TASK PROMPT - Across the entries, count the lines that include "crane" and report only that number.

[Stored items from a collection]
⁂

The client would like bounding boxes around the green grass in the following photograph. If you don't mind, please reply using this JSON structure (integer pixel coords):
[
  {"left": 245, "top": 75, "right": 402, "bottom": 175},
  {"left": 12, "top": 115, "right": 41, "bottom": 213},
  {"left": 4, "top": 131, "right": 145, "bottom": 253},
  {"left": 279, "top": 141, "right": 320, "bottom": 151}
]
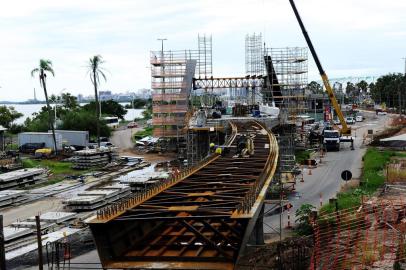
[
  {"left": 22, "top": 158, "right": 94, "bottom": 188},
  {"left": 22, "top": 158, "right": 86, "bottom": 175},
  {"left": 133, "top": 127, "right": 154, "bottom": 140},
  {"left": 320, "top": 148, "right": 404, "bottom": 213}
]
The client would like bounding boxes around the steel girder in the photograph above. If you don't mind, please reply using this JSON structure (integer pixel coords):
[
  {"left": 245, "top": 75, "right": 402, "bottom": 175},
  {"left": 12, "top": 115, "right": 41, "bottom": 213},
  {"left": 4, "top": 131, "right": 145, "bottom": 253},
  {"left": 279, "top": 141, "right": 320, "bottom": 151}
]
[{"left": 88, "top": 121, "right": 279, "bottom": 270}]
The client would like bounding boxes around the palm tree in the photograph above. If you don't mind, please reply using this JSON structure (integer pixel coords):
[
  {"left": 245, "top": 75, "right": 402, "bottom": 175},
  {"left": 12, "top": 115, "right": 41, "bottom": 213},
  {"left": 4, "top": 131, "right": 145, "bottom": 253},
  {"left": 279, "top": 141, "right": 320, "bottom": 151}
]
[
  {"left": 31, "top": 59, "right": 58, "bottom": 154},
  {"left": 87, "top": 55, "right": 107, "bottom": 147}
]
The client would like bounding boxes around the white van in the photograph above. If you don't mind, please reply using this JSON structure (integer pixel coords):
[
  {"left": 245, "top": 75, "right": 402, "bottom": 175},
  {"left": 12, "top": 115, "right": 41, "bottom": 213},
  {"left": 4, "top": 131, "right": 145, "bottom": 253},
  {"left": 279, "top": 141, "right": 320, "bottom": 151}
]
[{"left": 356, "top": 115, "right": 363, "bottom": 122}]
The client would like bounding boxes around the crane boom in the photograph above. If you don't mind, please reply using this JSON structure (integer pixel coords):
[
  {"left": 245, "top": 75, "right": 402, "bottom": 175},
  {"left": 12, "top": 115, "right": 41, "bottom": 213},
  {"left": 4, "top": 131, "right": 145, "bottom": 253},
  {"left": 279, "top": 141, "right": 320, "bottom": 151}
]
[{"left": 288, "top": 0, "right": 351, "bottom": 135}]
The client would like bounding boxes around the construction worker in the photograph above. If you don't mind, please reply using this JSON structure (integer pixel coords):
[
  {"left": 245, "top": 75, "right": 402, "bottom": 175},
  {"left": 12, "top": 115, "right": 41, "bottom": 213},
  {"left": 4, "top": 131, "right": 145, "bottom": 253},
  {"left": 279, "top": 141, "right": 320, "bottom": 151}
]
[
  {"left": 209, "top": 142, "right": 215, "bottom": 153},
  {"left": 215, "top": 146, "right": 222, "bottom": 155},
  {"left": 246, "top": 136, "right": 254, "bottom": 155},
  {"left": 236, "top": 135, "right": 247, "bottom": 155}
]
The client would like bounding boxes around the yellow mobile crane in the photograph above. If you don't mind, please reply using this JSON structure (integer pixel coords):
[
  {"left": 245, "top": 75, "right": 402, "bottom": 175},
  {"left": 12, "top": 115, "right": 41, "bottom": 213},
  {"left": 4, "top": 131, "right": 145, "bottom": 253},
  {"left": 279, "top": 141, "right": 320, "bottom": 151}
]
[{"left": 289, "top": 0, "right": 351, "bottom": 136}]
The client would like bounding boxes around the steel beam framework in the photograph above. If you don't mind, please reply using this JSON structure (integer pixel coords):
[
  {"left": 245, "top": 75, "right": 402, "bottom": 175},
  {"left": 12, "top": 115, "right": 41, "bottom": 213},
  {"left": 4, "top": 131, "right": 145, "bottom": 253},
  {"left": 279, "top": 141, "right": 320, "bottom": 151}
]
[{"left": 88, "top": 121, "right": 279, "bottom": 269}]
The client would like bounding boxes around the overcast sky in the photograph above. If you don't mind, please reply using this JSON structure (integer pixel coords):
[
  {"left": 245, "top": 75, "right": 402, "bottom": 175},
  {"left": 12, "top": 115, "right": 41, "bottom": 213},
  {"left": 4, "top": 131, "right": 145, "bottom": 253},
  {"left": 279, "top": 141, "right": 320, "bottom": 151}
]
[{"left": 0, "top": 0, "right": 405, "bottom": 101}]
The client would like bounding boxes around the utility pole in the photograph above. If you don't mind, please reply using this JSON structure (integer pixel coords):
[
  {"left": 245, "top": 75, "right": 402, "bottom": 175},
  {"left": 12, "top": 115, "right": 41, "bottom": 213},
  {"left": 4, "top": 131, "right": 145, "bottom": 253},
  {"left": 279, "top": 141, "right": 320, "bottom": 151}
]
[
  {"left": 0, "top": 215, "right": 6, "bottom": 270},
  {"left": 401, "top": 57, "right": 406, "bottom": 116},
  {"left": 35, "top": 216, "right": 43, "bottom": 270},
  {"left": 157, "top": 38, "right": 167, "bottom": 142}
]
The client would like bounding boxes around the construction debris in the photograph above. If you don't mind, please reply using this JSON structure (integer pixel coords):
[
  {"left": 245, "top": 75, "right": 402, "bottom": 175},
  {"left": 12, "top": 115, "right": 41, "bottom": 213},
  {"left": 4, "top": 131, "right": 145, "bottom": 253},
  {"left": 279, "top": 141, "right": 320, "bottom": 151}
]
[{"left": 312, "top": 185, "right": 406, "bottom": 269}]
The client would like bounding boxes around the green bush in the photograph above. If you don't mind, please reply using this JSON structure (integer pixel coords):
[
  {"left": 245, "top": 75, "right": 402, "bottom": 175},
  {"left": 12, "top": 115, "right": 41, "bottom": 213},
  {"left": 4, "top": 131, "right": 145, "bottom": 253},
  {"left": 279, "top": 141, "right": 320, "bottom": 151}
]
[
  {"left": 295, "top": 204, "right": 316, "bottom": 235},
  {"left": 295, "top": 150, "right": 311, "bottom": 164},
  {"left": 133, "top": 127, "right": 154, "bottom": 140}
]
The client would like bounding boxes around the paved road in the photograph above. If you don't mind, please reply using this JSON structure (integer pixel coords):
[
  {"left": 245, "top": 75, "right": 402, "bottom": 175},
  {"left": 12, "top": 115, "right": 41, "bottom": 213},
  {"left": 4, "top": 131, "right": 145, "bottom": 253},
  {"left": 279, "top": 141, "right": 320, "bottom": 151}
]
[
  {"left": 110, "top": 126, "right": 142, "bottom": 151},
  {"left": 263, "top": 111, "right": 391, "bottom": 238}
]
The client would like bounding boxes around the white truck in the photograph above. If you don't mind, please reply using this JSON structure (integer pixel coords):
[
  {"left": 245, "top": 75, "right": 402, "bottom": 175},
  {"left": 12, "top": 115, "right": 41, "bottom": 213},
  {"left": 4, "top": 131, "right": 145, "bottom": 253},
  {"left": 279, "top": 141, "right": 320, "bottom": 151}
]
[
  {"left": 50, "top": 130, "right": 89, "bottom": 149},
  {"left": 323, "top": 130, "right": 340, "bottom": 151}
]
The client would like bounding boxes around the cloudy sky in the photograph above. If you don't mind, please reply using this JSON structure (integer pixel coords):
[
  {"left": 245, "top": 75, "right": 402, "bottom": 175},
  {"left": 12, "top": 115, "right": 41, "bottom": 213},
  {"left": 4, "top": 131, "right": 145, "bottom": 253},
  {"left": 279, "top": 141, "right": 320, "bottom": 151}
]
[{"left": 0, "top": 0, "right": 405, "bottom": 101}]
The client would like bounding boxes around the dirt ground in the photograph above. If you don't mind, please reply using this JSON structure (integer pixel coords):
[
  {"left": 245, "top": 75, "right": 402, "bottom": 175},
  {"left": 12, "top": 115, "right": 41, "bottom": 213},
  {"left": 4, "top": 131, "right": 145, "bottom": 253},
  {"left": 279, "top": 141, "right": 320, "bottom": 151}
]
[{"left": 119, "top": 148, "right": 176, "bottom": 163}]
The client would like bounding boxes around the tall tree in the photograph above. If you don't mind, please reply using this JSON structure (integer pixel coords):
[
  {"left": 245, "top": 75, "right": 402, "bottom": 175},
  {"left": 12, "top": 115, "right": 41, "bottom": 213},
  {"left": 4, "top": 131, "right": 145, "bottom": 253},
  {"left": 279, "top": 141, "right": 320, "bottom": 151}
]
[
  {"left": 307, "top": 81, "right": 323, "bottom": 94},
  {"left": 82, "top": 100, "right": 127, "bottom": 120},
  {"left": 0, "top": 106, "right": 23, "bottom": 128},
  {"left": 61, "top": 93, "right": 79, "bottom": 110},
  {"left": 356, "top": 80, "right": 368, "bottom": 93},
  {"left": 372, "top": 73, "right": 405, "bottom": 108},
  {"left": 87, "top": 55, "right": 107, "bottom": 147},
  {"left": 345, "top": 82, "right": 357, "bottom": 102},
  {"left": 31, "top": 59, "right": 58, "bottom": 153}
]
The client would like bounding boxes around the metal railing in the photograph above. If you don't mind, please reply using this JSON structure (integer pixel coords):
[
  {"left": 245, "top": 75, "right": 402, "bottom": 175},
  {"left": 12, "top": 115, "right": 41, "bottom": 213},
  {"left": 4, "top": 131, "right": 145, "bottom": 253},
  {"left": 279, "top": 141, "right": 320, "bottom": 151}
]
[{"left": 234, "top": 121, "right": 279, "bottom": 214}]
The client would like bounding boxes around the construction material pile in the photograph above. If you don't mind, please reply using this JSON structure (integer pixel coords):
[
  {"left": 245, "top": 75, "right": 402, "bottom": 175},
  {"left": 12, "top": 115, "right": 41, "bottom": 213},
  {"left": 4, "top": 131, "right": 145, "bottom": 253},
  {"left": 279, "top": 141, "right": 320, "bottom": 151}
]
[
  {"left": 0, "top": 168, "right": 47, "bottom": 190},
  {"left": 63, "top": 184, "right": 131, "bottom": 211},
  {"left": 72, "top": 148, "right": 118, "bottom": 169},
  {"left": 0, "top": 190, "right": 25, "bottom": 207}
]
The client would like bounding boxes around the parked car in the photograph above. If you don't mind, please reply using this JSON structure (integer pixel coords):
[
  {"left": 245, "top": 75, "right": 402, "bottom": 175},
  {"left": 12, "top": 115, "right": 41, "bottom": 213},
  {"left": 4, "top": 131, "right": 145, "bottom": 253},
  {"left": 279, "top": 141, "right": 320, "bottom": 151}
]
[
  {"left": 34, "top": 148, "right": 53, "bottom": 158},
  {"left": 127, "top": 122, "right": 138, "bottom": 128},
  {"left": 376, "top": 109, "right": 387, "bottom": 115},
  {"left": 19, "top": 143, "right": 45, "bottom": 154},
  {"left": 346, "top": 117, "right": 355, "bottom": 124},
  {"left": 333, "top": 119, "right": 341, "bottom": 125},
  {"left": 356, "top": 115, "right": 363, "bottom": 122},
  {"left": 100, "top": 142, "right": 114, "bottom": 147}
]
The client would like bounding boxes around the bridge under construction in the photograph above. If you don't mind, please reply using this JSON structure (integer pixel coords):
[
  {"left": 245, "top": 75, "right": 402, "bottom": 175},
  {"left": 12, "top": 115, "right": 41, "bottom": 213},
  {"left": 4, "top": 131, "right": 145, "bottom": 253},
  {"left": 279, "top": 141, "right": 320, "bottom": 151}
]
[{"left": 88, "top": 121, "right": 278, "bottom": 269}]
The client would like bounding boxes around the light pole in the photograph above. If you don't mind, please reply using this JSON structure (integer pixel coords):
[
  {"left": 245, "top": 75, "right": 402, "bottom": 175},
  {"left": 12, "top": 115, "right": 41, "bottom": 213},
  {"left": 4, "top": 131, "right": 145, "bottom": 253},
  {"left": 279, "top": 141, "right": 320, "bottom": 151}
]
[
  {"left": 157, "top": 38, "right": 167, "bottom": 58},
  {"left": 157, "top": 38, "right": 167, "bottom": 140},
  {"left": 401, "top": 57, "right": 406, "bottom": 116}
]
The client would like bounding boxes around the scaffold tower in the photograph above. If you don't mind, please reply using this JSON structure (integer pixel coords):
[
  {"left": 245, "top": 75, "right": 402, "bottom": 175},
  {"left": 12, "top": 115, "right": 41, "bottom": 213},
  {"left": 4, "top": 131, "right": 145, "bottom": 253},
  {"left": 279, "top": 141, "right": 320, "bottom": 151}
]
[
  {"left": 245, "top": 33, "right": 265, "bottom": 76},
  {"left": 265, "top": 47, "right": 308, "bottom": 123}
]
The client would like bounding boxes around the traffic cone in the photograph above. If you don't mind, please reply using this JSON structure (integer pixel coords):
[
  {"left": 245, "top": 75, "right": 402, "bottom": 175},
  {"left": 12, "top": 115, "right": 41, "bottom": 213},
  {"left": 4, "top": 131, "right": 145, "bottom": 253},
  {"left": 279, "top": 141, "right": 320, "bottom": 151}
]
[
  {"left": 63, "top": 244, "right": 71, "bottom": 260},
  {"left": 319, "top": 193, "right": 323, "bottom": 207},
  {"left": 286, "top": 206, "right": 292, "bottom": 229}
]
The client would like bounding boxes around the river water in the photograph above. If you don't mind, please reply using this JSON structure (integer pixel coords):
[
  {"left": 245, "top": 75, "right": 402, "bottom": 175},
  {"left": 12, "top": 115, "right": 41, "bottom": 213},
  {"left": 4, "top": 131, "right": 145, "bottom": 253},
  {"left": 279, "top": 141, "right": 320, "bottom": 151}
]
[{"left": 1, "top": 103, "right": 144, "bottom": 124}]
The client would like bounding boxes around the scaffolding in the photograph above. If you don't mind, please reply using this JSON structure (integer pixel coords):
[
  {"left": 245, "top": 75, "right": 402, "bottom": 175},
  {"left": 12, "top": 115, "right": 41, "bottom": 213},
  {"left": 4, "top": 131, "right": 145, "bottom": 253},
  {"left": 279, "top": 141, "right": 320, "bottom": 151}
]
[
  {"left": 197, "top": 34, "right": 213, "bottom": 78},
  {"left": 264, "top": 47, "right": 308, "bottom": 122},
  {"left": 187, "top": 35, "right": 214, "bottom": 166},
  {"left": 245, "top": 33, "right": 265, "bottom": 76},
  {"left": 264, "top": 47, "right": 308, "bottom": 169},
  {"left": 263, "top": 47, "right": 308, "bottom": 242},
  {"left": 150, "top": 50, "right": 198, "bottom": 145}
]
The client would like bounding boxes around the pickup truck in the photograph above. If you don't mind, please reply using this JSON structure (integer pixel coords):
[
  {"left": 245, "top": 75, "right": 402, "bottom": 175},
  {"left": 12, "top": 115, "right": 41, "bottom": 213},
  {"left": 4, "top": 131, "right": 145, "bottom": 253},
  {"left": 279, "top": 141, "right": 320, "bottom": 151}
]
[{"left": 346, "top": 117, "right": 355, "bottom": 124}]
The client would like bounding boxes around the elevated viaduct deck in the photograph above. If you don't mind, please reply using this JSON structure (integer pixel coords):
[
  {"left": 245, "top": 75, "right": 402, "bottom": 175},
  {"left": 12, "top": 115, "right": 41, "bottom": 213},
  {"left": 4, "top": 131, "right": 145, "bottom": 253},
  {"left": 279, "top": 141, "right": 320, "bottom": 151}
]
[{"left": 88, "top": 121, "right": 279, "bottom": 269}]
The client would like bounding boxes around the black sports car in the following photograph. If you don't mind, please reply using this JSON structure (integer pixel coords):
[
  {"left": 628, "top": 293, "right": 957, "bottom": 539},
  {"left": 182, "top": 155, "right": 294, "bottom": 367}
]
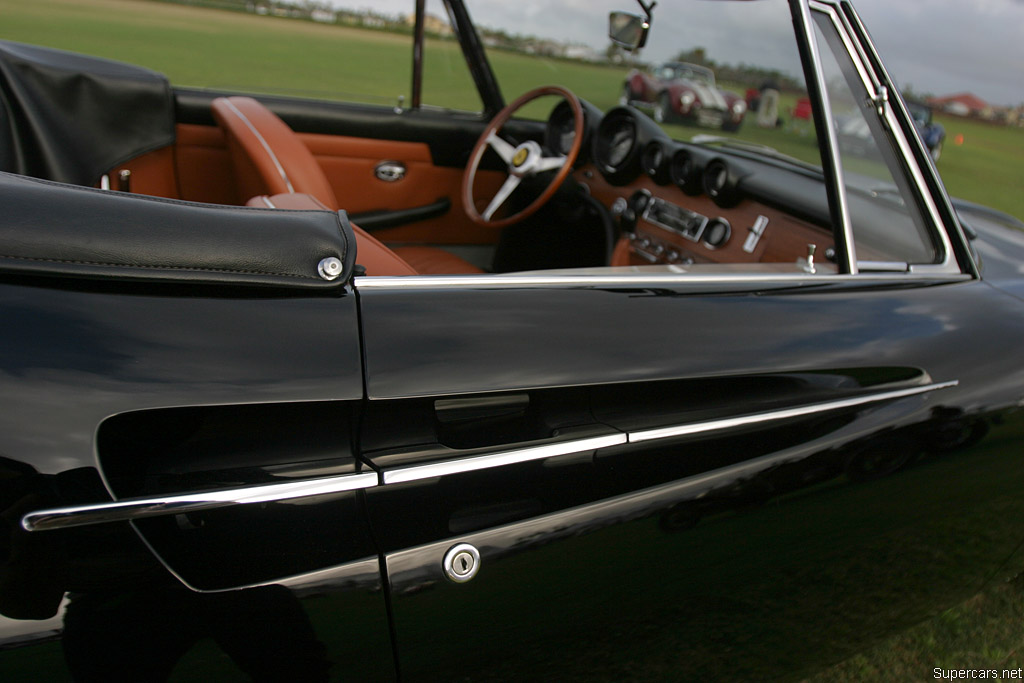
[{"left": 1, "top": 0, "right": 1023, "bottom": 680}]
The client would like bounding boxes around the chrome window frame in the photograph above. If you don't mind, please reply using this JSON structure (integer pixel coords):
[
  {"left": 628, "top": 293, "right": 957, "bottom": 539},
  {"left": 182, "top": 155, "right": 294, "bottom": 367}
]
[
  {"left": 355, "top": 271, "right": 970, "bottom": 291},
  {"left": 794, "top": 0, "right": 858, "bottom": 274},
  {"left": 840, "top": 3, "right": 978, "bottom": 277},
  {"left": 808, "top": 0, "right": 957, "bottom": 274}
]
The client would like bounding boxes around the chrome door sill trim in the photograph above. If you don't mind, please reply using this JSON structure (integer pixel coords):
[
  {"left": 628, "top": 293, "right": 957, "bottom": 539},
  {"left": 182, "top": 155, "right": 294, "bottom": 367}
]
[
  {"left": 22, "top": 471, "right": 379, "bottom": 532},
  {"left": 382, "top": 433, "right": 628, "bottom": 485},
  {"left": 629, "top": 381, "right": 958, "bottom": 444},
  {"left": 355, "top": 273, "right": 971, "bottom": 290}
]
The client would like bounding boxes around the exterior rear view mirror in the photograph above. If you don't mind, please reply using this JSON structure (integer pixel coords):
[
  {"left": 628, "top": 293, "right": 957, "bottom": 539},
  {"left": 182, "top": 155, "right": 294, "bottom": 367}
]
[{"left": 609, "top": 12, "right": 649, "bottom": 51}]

⁂

SOLUTION FOR THIS PROBLEM - 2